#### EXERCISE MATERIAL ####
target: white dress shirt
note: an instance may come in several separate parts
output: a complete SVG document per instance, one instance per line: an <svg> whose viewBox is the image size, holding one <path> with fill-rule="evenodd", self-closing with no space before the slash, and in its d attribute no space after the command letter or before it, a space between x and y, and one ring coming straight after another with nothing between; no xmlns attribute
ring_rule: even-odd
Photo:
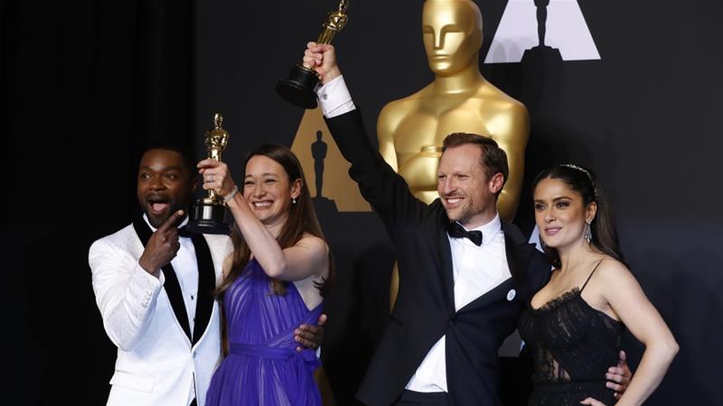
<svg viewBox="0 0 723 406"><path fill-rule="evenodd" d="M452 238L447 235L452 250L456 311L512 277L507 265L500 215L474 230L482 231L480 246L467 238ZM446 343L446 336L443 336L432 346L407 383L406 389L415 392L447 392Z"/></svg>
<svg viewBox="0 0 723 406"><path fill-rule="evenodd" d="M143 215L146 224L151 227L154 233L156 228L151 226L146 214ZM188 217L179 225L185 226L188 223ZM196 248L191 237L179 236L178 243L181 245L178 253L171 260L171 266L174 267L178 284L181 285L181 294L183 297L183 304L188 317L188 327L191 329L191 337L193 337L193 328L196 325L196 301L198 300L198 262L196 261ZM164 283L164 278L161 272L161 282ZM188 394L187 403L195 398L195 382L191 385L191 392Z"/></svg>
<svg viewBox="0 0 723 406"><path fill-rule="evenodd" d="M333 118L354 110L343 77L334 78L318 88L316 94L324 115ZM482 231L482 245L467 238L449 238L455 281L455 309L459 311L475 299L512 277L504 249L504 233L500 215L474 228ZM415 392L447 392L446 337L439 338L407 383Z"/></svg>

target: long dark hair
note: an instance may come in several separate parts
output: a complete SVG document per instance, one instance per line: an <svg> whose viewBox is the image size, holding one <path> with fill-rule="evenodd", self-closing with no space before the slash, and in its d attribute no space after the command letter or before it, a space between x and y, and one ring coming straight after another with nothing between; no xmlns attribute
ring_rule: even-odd
<svg viewBox="0 0 723 406"><path fill-rule="evenodd" d="M615 229L613 207L607 198L603 185L592 171L578 165L562 164L548 168L537 175L532 182L532 194L534 195L537 185L545 179L558 179L565 182L568 188L582 197L583 205L597 204L597 213L590 223L592 232L592 245L597 251L606 254L611 257L624 263L624 257L620 251ZM541 241L541 239L540 239ZM543 245L545 254L555 268L561 266L558 250Z"/></svg>
<svg viewBox="0 0 723 406"><path fill-rule="evenodd" d="M246 178L246 165L251 158L257 155L270 158L281 165L286 176L288 176L289 184L293 184L296 180L301 180L301 192L299 197L296 198L296 203L291 205L286 222L281 228L281 233L277 237L277 241L281 246L281 249L288 248L296 244L304 236L305 233L317 236L325 242L326 240L324 237L324 233L322 233L322 227L319 226L319 220L316 218L316 212L314 210L314 204L311 201L309 189L306 188L304 171L301 169L299 160L294 152L284 145L261 145L249 152L249 156L246 157L246 161L243 163L242 180ZM249 249L246 240L244 240L243 235L239 231L239 227L235 224L231 231L231 242L233 243L233 254L231 254L233 263L228 276L216 290L216 293L218 294L222 294L233 284L234 281L243 272L246 264L251 257L251 250ZM315 282L322 296L327 294L331 291L333 285L334 276L333 261L330 252L329 274L324 280L324 282ZM271 278L271 283L274 293L278 295L286 294L286 287L288 286L287 281Z"/></svg>

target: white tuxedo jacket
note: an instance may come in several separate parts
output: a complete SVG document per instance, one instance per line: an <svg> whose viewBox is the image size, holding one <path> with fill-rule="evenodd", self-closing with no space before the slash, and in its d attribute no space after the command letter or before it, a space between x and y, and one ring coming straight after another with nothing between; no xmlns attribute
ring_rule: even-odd
<svg viewBox="0 0 723 406"><path fill-rule="evenodd" d="M140 222L146 229L136 233ZM232 250L230 239L210 235L192 239L199 263L199 300L192 337L173 267L164 267L158 279L141 268L142 235L146 234L147 241L151 230L141 217L134 224L96 241L89 253L103 326L118 347L108 404L186 406L195 387L202 406L221 359L219 303L208 293L222 278L223 260Z"/></svg>

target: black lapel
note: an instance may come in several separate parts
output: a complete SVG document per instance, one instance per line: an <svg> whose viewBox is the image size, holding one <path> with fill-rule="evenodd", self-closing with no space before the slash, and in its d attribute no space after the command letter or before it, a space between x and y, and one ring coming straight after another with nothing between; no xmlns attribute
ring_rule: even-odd
<svg viewBox="0 0 723 406"><path fill-rule="evenodd" d="M534 244L523 242L521 244L515 241L508 233L509 226L502 223L504 232L504 250L507 254L507 265L510 267L510 273L518 285L524 285L527 280L527 269L530 258L535 250ZM516 230L516 229L515 229ZM519 233L521 236L521 233Z"/></svg>
<svg viewBox="0 0 723 406"><path fill-rule="evenodd" d="M439 260L441 262L439 270L442 272L442 284L445 287L445 292L449 299L449 304L452 306L452 310L455 309L455 276L452 269L452 248L449 246L449 238L446 235L446 216L441 216L439 220L440 231L438 234L438 249Z"/></svg>
<svg viewBox="0 0 723 406"><path fill-rule="evenodd" d="M465 307L459 309L458 313L475 310L477 309L482 308L483 306L487 305L490 302L498 300L502 297L506 297L509 294L510 290L512 290L513 286L514 286L514 281L512 281L512 278L508 278L499 285L493 288L492 291L489 291L488 292L484 293L479 298L467 303Z"/></svg>
<svg viewBox="0 0 723 406"><path fill-rule="evenodd" d="M192 238L193 248L196 250L196 263L198 263L198 300L196 301L196 324L193 328L192 344L196 344L211 319L213 310L213 290L216 288L216 271L213 267L213 258L211 249L203 235L197 234Z"/></svg>
<svg viewBox="0 0 723 406"><path fill-rule="evenodd" d="M151 238L153 231L151 231L151 227L148 226L142 216L133 220L133 228L136 229L136 234L141 240L143 246L146 246L146 245L148 244L148 240ZM174 271L174 267L171 266L171 263L168 263L162 270L164 272L164 277L165 278L165 282L164 282L165 294L168 295L168 300L171 301L171 308L173 308L174 313L175 313L176 320L178 320L178 323L190 340L191 327L188 325L188 313L186 313L183 296L181 293L181 285L178 283L175 271ZM199 275L199 285L201 284L200 278L201 275Z"/></svg>

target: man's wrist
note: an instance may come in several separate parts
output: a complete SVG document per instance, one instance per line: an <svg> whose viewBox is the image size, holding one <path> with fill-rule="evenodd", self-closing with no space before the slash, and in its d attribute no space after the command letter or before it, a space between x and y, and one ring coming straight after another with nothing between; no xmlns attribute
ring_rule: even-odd
<svg viewBox="0 0 723 406"><path fill-rule="evenodd" d="M319 98L322 112L327 118L341 115L356 108L352 101L352 95L349 94L349 89L346 88L344 77L341 74L318 88L316 96Z"/></svg>
<svg viewBox="0 0 723 406"><path fill-rule="evenodd" d="M325 75L324 75L324 78L322 78L322 86L331 82L340 76L342 76L342 71L339 70L339 68L334 68L329 70Z"/></svg>

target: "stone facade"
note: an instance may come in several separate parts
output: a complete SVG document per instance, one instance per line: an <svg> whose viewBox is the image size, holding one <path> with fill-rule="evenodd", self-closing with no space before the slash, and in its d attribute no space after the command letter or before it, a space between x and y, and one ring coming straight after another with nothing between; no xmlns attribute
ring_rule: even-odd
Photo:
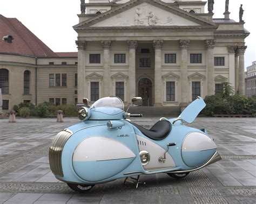
<svg viewBox="0 0 256 204"><path fill-rule="evenodd" d="M139 96L144 105L182 108L224 81L245 94L244 23L213 19L201 1L108 2L89 1L73 26L86 45L78 46L78 102Z"/></svg>
<svg viewBox="0 0 256 204"><path fill-rule="evenodd" d="M256 95L256 61L247 67L245 75L245 95L251 96Z"/></svg>

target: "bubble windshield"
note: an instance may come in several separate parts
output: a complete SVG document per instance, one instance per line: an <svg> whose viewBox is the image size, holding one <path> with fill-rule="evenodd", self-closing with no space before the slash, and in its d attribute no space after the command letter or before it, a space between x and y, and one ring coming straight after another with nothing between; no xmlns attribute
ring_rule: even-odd
<svg viewBox="0 0 256 204"><path fill-rule="evenodd" d="M90 108L90 109L99 107L114 107L124 109L124 103L121 99L117 96L105 97L96 101Z"/></svg>

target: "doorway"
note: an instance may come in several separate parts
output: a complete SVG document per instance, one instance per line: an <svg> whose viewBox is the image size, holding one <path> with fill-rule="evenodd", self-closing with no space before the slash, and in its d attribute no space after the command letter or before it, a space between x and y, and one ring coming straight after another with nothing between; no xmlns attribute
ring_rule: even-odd
<svg viewBox="0 0 256 204"><path fill-rule="evenodd" d="M142 98L142 105L152 105L151 81L147 78L142 79L139 81L138 88L139 96Z"/></svg>

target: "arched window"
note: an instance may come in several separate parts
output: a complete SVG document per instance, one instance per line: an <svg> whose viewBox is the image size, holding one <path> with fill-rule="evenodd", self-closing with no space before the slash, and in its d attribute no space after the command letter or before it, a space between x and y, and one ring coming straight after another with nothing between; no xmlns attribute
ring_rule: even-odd
<svg viewBox="0 0 256 204"><path fill-rule="evenodd" d="M191 10L190 11L190 13L191 13L191 14L195 14L196 13L196 12L193 10Z"/></svg>
<svg viewBox="0 0 256 204"><path fill-rule="evenodd" d="M0 69L0 88L2 94L9 94L9 71L6 69Z"/></svg>
<svg viewBox="0 0 256 204"><path fill-rule="evenodd" d="M25 71L24 72L24 94L29 94L29 81L30 72Z"/></svg>

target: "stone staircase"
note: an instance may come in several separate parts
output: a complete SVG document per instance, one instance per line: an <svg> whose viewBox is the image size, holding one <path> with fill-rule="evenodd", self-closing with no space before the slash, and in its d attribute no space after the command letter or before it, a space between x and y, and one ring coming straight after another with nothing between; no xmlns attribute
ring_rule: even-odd
<svg viewBox="0 0 256 204"><path fill-rule="evenodd" d="M126 107L125 110L127 109ZM176 117L181 113L179 107L137 106L130 107L128 110L131 114L142 114L144 117Z"/></svg>

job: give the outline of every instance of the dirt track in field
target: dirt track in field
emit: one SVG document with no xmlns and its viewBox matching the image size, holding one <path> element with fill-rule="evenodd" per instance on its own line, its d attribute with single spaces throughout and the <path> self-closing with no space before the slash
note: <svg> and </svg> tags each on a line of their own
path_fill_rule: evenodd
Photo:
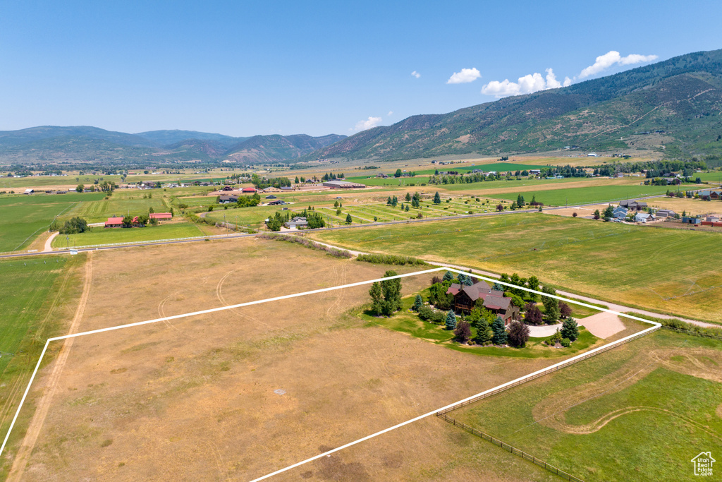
####
- **WHAT THE TASK ASKS**
Collect every line of the records above that contains the word "field", treating uppercase and lowercase letters as different.

- **SOLVED EXERCISE**
job: give the outline of every instance of the dirt track in field
target: dirt track in field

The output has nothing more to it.